• Given task 1: Summarize the contract excerpt on termination payments below in two sentences.

4.4.1The Executive shall be eligible to receive (i) all earned but unpaid Base Salary and Consulting Fees, as applicable, through the effective date of such termination; (ii) a pro-rated Bonus (at Target), if any, for the portion of the Employment Period worked in the year of such termination to the extent not already paid by the Company for such portion of the Employment Period (it being understood that no duplication of such payment is intended); (iii) any accrued unused vacation earned for the period up to the effective date of such termination; (iv) any earned Bonus for the prior year if then unpaid (subject to the Payment Condition); and (v) all then unvested equity-based awards shall immediately vest (and, if applicable, any equity which has not then been granted pursuant to the terms hereof shall be immediately granted on a fully vested basis) (subject to the Payment Condition).
4.4.2The Company shall provide the Executive with a severance payment equal to twelve (12) months of his Base Salary and Bonus (at Target), which shall be payable within thirty (30) days after the completion of the eighteen (18)-month Term or such earlier time as the Executive experiences a “separation from service” (within the meaning of Xxxxxxx 000X xx xxx Xxxxxx Xxxxxx Internal Revenue Code of 1986, as amended (together with the applicable regulations thereunder, “Section 409A”)) and shall be subject to applicable statutory deductions and withholdings.

• Exercise input:
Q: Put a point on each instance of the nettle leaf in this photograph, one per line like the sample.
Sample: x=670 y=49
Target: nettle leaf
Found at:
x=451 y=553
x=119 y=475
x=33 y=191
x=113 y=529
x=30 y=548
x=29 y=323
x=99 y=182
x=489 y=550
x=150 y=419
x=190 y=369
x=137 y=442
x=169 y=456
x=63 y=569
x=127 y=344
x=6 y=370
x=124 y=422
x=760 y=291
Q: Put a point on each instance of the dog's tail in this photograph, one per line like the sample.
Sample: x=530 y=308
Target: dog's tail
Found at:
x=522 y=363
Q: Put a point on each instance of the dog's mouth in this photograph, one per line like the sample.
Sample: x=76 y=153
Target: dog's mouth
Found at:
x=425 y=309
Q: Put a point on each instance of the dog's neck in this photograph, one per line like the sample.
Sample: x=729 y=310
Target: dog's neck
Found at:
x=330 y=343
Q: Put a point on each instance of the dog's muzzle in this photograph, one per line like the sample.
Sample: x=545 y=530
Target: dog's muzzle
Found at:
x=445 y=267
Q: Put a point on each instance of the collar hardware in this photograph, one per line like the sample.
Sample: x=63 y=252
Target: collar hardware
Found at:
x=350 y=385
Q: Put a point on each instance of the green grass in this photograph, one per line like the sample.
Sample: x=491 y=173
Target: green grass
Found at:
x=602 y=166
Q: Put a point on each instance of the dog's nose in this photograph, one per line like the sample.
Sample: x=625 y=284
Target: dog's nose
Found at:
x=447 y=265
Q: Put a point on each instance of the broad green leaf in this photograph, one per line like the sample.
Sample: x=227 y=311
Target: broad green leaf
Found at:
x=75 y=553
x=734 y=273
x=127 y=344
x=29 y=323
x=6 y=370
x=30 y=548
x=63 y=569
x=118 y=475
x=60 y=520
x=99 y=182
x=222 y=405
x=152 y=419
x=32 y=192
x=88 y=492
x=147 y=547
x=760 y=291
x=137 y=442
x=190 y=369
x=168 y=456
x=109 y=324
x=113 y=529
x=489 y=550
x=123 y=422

• Given task 2: How many lines of the listing above contain the string "hardware"? Reply with the number alone.

• Complete output 1: Upon termination, the Executive is eligible for earned but unpaid Base Salary and Consulting Fees, a pro-rated Bonus at Target, accrued unused vacation, any unpaid earned Bonus for the prior year, and immediate vesting of all unvested equity-based awards. The Company must also provide a severance payment equal to twelve months of Base Salary and Bonus at Target, payable within thirty days after the eighteen-month Term ends or an earlier separation from service, subject to applicable statutory deductions and withholdings.

• Complete output 2: 2